## The records
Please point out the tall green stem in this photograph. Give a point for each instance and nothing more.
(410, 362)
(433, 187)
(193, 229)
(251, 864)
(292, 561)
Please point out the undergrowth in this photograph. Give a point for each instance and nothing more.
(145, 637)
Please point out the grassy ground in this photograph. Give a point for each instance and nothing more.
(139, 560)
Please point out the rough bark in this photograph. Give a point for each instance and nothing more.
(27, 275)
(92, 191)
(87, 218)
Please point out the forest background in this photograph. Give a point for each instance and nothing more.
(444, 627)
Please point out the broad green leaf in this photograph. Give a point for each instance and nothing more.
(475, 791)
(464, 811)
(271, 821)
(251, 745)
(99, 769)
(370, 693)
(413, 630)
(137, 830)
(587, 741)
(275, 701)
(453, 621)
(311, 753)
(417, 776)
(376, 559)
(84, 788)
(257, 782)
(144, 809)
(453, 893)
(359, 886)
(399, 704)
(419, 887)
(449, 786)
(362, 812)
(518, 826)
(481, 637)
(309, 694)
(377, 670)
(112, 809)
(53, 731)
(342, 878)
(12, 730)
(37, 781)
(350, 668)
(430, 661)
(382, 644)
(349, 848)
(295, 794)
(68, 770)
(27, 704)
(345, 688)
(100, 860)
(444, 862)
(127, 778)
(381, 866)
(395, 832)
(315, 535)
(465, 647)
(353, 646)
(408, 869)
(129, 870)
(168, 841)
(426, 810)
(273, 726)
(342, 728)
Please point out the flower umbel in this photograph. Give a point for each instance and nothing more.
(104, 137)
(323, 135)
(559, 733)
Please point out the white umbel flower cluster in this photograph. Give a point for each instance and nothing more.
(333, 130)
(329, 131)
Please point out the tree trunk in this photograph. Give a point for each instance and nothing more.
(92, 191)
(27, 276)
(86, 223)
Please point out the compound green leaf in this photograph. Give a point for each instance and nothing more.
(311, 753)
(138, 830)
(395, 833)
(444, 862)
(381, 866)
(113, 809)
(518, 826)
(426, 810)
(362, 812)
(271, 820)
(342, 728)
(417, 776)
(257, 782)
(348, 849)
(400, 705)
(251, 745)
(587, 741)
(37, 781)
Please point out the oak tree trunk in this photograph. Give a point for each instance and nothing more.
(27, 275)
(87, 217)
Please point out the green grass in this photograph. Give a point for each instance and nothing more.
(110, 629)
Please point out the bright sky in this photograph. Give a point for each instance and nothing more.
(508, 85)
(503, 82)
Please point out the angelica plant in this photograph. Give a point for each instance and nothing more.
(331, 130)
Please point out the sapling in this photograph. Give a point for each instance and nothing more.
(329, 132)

## What the task asks
Format the lines as a numbered list, beginning with the line that contains "Please point out the angelica" and continuing through the end of the entries, leaving out any blank lines.

## Written response
1. Please point out the angelica plant in this photograph. Give a point for each instance and nothing more.
2. (331, 130)
3. Please point out the sapling in this photograph. Give a point for each instance and nothing more.
4. (329, 132)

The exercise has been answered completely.